=== Source passage ===

Given we all come from various backgrounds, upbringings, and ancestral lines, healing is a journey someone chooses when, and if, they are ready, willing and able. Changing how we think, act, speak, respond, and live day to day doesn’t happen overnight. It is a lifelong journey. All of the tools lie in the practices that so many fear or just plain avoid: mindfulness, self-reflection, conscious movement, deep contemplation and intimate conversation. Then there are the obvious things: the willingness to be out of one’s comfort zone, travel and immersion in other cultures, to engage with people who are different, to be curious about all of life and all people. Even wholesome nutrition, good sleep, healthy lifestyle habits, and putting our phones down are imperative to cultivating the mindset for positive change.
My role in it all
I’m convinced that each of us have a destined role to play. We are all given a vision, a mission to fulfill. None of us have the same exact vision, and none of us will manifest in the exact same way. We must do what our soul longs for, and what we’re called to do, in the best way we know how. So in being asked, “how are YOU diversifying the outdoors, Tiffany?” my reply remains as it always has. With my guides, elders and ancestors beside me, I am creating a space and an opportunity for women and mothers to know themselves deeper and to be able to access the love and compassion inside of themselves, for themselves, so they can express it toward others. Only then can we live from an authentic and creatively powerful place, and raise our children with the same morals, values and ideals that empower and enable them to be the best versions of themselves and be an integral part of an upgraded and optimistic future.

=== Record extracts ===

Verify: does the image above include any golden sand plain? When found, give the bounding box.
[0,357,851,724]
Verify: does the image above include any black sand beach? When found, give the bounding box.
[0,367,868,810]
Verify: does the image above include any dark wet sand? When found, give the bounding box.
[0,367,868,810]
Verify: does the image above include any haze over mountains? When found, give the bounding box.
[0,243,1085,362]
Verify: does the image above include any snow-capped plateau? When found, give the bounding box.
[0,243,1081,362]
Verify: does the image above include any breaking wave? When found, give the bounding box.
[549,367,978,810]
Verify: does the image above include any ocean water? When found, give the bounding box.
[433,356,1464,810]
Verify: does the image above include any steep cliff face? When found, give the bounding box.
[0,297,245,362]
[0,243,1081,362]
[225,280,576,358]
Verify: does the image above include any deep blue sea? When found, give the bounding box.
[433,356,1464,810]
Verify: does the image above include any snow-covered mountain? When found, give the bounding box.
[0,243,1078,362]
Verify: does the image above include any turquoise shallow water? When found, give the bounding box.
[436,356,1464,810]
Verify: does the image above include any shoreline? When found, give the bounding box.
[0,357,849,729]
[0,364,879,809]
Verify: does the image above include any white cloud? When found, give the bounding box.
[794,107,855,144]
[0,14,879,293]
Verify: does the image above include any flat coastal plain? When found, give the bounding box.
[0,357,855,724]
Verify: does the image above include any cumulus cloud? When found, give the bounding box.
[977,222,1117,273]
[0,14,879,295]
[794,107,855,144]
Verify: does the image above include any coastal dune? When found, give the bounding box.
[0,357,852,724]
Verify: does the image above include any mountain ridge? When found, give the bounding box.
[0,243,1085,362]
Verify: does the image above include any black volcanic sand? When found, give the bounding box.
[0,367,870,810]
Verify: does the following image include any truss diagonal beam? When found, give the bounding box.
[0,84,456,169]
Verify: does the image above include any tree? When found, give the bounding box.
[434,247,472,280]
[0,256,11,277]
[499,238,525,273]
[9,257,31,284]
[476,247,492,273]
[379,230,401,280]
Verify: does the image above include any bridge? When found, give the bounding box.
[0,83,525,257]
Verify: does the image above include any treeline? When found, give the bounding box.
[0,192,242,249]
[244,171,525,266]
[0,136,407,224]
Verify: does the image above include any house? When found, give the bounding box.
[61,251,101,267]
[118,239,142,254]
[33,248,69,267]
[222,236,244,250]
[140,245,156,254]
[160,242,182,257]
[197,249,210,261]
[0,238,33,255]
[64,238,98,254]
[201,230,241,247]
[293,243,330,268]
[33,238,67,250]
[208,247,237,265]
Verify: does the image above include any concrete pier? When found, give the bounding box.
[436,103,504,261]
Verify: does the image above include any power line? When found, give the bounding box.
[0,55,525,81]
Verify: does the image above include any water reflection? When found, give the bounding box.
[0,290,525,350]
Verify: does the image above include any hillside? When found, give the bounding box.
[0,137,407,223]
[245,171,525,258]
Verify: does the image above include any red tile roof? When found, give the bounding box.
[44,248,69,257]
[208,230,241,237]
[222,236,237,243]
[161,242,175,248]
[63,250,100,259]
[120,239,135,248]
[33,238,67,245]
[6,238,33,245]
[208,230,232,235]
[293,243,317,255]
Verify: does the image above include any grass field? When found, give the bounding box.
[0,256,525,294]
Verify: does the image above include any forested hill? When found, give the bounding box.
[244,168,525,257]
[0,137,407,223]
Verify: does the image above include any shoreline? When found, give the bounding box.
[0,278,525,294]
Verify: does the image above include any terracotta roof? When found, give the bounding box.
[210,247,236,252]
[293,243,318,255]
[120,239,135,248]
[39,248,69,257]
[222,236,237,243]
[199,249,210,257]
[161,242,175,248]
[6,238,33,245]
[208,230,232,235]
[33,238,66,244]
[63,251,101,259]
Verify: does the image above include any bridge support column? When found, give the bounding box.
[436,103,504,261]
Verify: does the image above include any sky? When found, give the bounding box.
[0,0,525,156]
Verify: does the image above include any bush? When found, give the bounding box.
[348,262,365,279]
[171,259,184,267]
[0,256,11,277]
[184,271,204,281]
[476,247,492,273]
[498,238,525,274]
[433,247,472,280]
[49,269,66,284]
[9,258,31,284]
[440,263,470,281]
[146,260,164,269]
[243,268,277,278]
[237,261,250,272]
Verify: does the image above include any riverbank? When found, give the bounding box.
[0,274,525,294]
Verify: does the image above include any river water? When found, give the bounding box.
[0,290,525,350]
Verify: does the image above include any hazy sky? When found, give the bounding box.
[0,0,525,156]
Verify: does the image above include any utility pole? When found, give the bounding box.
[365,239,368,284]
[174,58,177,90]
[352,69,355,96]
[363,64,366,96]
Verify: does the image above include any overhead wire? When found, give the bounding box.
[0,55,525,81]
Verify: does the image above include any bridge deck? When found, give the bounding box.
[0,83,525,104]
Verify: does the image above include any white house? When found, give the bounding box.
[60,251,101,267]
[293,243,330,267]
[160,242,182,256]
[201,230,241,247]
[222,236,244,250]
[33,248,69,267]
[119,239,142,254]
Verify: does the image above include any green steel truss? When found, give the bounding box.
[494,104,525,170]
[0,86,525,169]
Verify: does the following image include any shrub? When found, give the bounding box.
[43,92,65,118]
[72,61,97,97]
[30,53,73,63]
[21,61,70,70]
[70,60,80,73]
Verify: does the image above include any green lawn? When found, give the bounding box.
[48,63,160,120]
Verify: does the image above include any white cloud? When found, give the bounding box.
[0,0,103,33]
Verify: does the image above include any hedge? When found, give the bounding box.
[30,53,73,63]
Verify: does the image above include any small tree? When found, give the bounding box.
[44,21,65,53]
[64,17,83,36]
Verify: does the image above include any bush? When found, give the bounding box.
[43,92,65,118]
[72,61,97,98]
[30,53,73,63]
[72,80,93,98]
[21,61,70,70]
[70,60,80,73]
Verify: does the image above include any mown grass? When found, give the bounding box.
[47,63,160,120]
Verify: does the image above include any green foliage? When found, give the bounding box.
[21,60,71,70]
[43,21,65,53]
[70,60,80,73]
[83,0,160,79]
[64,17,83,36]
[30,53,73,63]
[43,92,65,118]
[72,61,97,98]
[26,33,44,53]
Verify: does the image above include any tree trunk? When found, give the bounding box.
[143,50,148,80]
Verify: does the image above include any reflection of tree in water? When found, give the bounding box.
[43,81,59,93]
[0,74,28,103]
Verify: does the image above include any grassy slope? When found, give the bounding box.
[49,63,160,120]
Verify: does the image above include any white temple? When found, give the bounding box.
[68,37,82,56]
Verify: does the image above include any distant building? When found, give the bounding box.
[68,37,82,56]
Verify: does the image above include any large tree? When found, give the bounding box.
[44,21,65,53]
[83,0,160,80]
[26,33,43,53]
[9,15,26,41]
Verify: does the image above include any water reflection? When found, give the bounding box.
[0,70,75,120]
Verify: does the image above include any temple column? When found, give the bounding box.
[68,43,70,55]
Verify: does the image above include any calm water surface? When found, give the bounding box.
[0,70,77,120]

===

(Exercises)
1. According to the passage about healing, what does Tiffany say she is creating for women and mothers?
2. Rewrite the paragraph of the passage about healing that begins "Given we all come from various backgrounds" as a short bulleted list that keeps its main facts.
This data comes from a separate source, unrelated to the passage about healing.

(Outputs by task)
1. She is creating a space and an opportunity for them to know themselves deeper and to access the love and compassion inside themselves, for themselves, so they can express it toward others.

2.
- Because people have different backgrounds, upbringings, and ancestral lines, each person chooses healing when and if they are ready, willing, and able.
- Changing how we think, act, speak, respond, and live takes time and is a lifelong journey.
- The tools are practices many people fear or avoid: mindfulness, self-reflection, conscious movement, deep contemplation, and intimate conversation.
- Other obvious needs include leaving one's comfort zone, traveling and immersing in other cultures, engaging with people who are different, and being curious about all of life and all people.
- Wholesome nutrition, good sleep, healthy lifestyle habits, and putting phones down are also imperative for a mindset of positive change.